Provided text:
[Start of Attachment]
Rating: ★★ | 217 pages | Loveswept | Contemporary | Deacons of Bourbon Street # 1 | 8/4/2015
I’m going to sum up my reading of this book in GIF form.
The only reason I own this book is because I liked the final book in the series and wanted to go back to get the full story. What I didn’t take into account is that this series features books written by different authors with different styles and tastes and let’s just say Megan Crane’s aesthetic is just not for me.
This series picks up a decade after Priest, the president of The Deacons of Bourbon Street Motorcycle Club, mysteriously orders all the active club members out of the city. Now Priest is dead (possibly under mysterious circumstances) and Ajax,the former Vice President, is rolling back in town for the funeral and finds himself caught up with Priest’s only daughter Sophie.
I like Crane’s writing style and I love a good Putting The Band Back Togetherbut the borderline misogyny and treating women as property thing just really got to me. Ajax is such a supreme alphahole. Within the first few pages he shoves the heroine against a wall because she won’t use his road name. He’s just constantly pushing, ordering and dragging Sophie around and even makes reference to punishing her by hitting her. And I guess maybe the uber-alpha-masculinity is a staple in MC books and a favorite trope of the authors who write this series ? I just didn’t notice it as much in Yates’ book. Probably because that hero in that book was questioning some of the things about the motorcycle club life.
[End of Attachment]
Supplied material:
[Start of Attachment]
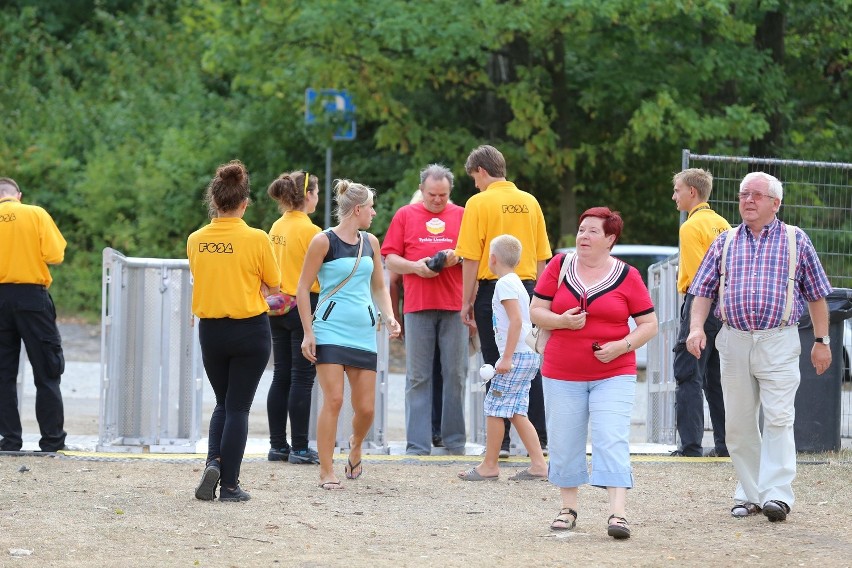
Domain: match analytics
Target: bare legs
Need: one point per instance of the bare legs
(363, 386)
[End of Attachment]
[Start of Attachment]
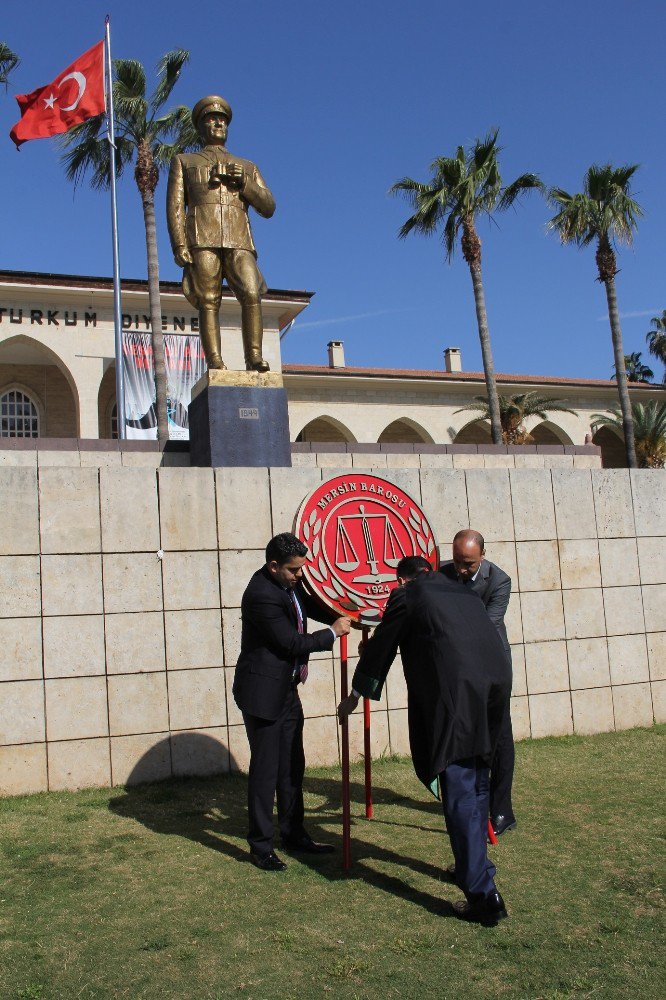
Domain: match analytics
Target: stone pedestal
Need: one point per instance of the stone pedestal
[End of Attachment]
Work request 1: Quote the book review word for word, everything from "Rating: ★★ |" down to "only daughter Sophie.".
Work request 2:
Answer these questions using the book review:
(a) How many pages does the reviewed book have?
(b) What position did Priest hold in The Deacons of Bourbon Street Motorcycle Club?
(c) Why does Ajax shove the heroine against a wall within the first few pages?
Work request 3: Carry on the book review from where it stops.

Written answer 1:
Rating: ★★ | 217 pages | Loveswept | Contemporary | Deacons of Bourbon Street # 1 | 8/4/2015
I’m going to sum up my reading of this book in GIF form.
The only reason I own this book is because I liked the final book in the series and wanted to go back to get the full story. What I didn’t take into account is that this series features books written by different authors with different styles and tastes and let’s just say Megan Crane’s aesthetic is just not for me.
This series picks up a decade after Priest, the president of The Deacons of Bourbon Street Motorcycle Club, mysteriously orders all the active club members out of the city. Now Priest is dead (possibly under mysterious circumstances) and Ajax,the former Vice President, is rolling back in town for the funeral and finds himself caught up with Priest’s only daughter Sophie.

Written answer 2:
(a) 217 pages.
(b) He was its president.
(c) Because she won't use his road name.

Written answer 3:
Sophie is billed as this tough character who can “take it” and hold her own, but she just fell flat and she was constantly walking outside in provocative clothes for reasons that aren’t 100% clear to me.* I just really wished Sophie had been better developed or had some friends who she could talk to so she didn’t seem so one dimensional and dependent on Ajax.
With a promising plot but flat characters, alpha overload and toxic masculinity galore– this book should have been a DNF for me but I wanted to give it a full chance and it only got worse.
* Okay, so I guess the reason this book opens with Sophie walking the street dressed as a topless showgirl is becauseCrane saw a woman actually doing this and it inspired her to put together this series.